__Study text__:

______

Vegan Variation On Mexican Restaurant Spanish Rice - But So Much Better!
Thanks to Todd Grimes for this Spanish Quinoa recipe. We made a few minor changes, but his directions made perfect sense.
Todd's Easy Vegan Spanish Quinoa Recipe is a variation on the Spanish rice served in Mexican restaurants - but it's so much better!
Worlds apart, really, because that's rice and this is quinoa.
Total Prep & Cook Time: 30 Min
Nutrition Data, 123g Serving: 261 cal, 42g carb, 7g fat, 198mg sodium, 6g fiber, 9g protein, low Cholesterol, good source Folate, Magnesium. Estimated glycemic load 23
- 2 c quinoa, rinsed and drained
- 1 Tbsp cooking oil
- 2 garlic cloves, peeled and minced
- 1 medium sized onion, chopped
- OR: 1 bunch green onions, chopped (white part)

______

__Information given__:
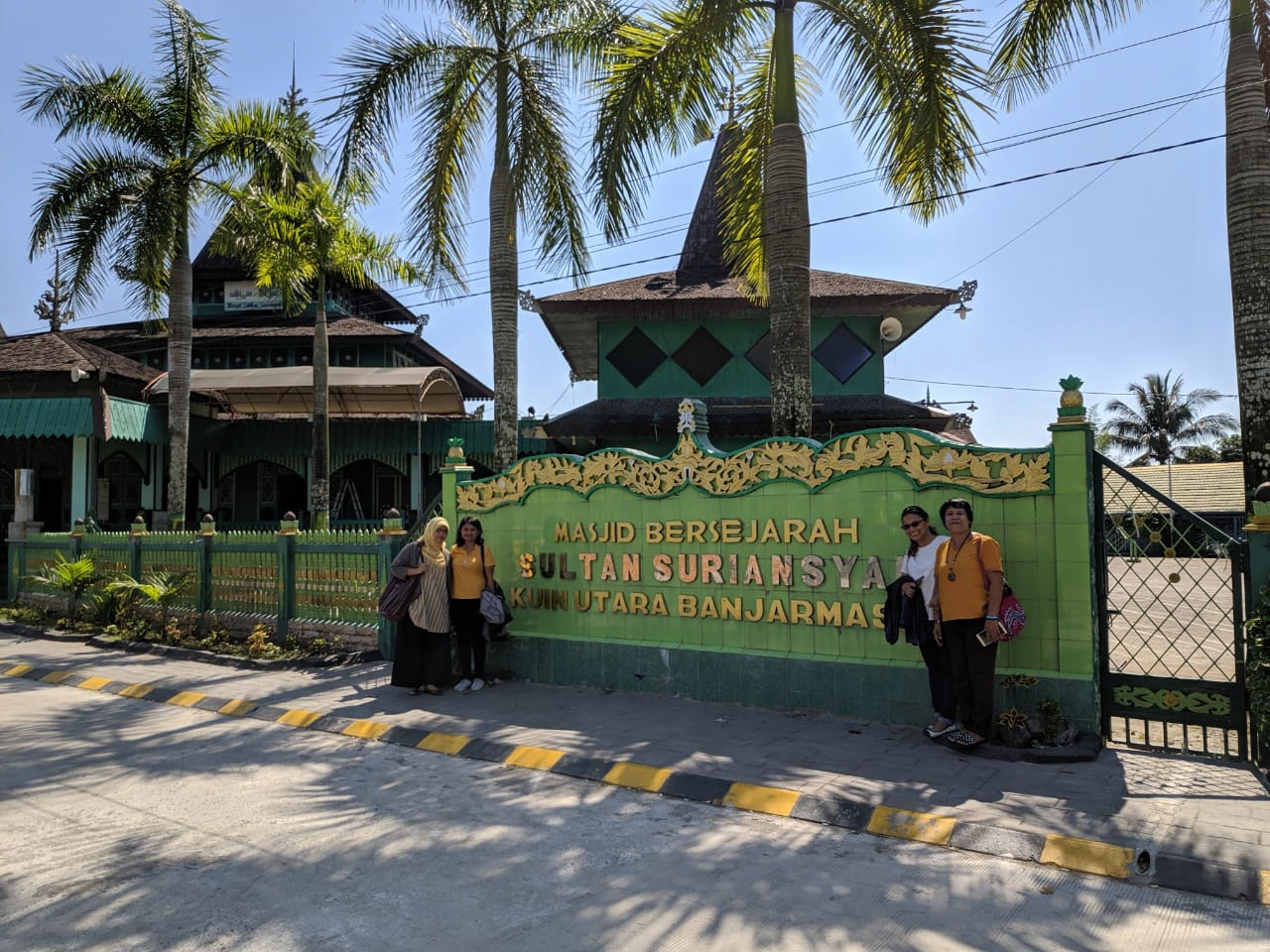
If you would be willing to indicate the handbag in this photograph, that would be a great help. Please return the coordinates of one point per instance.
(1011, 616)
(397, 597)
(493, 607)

______

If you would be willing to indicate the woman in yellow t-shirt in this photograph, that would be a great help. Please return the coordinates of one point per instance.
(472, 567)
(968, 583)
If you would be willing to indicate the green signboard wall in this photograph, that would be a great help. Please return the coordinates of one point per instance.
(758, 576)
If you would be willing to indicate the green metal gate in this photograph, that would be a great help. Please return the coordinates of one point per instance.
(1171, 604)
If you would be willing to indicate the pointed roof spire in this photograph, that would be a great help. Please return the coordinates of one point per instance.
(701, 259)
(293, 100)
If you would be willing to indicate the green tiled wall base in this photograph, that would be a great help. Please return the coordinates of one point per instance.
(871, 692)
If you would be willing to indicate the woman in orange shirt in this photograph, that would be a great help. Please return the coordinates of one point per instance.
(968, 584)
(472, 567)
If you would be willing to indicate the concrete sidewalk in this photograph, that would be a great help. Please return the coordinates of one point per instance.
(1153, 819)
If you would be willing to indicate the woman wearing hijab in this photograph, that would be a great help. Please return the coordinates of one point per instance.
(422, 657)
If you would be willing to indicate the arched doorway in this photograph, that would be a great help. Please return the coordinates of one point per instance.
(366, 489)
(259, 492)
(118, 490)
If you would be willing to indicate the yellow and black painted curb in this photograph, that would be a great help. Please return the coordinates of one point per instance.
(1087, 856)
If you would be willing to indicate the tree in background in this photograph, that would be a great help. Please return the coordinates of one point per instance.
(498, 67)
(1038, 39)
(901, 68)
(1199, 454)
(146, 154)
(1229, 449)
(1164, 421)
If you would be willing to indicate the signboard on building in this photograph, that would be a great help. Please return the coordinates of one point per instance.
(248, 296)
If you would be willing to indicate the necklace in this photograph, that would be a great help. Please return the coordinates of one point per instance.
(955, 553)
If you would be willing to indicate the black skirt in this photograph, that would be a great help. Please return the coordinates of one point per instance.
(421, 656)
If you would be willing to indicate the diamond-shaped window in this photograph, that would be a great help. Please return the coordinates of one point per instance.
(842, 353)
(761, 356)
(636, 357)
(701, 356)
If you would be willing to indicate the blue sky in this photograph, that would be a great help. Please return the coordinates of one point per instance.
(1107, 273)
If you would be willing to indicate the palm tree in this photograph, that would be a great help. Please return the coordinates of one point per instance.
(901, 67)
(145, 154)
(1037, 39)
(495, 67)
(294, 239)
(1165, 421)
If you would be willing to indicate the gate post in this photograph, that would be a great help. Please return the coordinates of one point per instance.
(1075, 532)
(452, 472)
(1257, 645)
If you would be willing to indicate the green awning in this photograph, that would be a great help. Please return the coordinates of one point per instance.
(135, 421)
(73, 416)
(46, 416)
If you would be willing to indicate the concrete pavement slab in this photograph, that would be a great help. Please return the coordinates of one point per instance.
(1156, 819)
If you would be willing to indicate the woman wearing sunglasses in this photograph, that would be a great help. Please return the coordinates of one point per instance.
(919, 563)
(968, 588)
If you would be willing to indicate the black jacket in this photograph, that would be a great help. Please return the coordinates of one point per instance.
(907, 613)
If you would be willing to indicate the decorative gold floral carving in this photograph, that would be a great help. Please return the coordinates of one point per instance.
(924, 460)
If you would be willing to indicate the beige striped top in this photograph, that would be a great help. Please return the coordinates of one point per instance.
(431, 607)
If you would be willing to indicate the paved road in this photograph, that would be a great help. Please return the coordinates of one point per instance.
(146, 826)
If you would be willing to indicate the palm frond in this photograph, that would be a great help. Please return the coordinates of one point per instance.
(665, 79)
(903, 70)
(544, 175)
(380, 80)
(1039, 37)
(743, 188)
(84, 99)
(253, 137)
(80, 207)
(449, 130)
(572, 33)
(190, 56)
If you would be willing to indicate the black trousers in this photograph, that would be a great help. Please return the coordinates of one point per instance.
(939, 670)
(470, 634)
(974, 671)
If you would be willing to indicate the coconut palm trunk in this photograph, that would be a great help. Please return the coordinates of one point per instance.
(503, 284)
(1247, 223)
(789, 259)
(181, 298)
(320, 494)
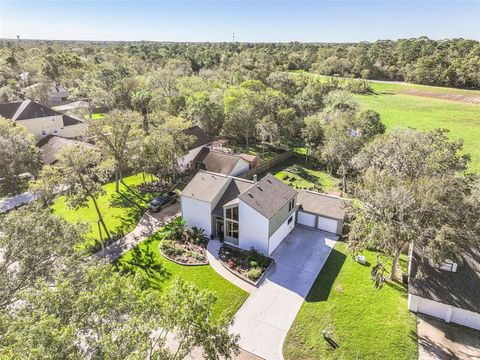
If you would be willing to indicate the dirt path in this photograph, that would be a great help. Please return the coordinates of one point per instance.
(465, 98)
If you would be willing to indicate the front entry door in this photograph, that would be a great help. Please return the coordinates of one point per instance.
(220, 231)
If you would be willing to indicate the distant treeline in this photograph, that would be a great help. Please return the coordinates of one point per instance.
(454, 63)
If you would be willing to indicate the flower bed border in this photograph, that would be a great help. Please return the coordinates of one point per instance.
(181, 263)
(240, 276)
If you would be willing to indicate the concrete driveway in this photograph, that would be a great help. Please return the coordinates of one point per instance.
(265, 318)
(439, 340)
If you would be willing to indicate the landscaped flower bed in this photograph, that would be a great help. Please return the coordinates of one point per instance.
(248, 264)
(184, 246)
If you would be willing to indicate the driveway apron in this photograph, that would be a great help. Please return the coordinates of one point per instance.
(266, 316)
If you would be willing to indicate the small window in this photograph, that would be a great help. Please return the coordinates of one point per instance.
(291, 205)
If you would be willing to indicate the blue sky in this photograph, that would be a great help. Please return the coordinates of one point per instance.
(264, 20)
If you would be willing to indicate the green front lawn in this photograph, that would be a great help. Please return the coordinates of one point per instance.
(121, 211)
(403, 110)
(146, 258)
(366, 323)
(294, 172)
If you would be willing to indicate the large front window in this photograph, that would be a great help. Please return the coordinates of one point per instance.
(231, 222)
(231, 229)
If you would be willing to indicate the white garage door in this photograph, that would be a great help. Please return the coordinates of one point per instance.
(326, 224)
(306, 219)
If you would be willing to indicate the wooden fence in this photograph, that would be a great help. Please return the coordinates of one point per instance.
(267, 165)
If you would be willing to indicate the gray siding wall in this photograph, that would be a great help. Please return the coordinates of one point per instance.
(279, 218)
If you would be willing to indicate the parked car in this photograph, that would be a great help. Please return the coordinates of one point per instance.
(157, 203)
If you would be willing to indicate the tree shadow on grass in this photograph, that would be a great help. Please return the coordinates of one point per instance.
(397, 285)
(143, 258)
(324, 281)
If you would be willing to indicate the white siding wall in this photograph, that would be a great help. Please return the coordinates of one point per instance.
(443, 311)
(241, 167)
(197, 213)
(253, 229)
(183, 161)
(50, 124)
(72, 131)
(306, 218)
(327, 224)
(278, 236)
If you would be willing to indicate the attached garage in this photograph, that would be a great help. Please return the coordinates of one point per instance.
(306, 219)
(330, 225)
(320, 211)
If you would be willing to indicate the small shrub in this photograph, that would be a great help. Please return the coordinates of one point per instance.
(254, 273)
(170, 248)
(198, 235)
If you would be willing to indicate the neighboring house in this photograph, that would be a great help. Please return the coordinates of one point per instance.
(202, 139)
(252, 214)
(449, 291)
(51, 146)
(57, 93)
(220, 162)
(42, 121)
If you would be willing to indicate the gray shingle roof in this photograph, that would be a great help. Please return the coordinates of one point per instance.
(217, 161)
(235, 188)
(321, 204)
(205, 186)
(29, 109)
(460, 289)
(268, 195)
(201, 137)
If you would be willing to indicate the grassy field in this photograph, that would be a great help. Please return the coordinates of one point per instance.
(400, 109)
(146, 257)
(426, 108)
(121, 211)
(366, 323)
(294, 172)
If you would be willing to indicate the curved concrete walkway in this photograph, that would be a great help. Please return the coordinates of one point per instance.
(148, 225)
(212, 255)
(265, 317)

______

__The problem__: Please write what comes next in the Spanish quinoa recipe above, starting right after its last line.

__Result of the task__:
- 1/2 - 1 tsp chili powder or paprika
- Optional: 1/2 tsp ground cumin
- Optional: 1/2 tsp oregano
- Optional: 1/2 cup frozen peas
- Optional: 1/4 cup sliced olives
- Optional: pinch cayenne
- 1 - 8 oz. can of unsalted tomato sauce
- 1 3/4 cups vegetable broth
- Pepper and salt to taste
- Chopped fresh cilantro or parsley leaves to garnish
- Sauté the onion over medium heat until onion starts to become translucent
- Add the garlic to the onion and sauté a few more minutes until the onion is translucent and garlic is turning golden
- Add optional pinch of cayenne or chili powder
- Add quinoa and stir constantly for 3 - 4 minutes
- Add tomato sauce and vegetable broth stirring occasionally until mixture begins to boil
- Add salt if needed - veggie broth and tomato sauce may already be salted
- Cover and reduce heat to simmer for 15 minutes
- Turn heat off and let sit for 5 - 10 minutes
- Fluff with a fork and serve garnished with cilantro
Although classed as a grain, quinoa (keen-wah) is technically an herb. It's perishable because of its oil content, and should be stored in the fridge.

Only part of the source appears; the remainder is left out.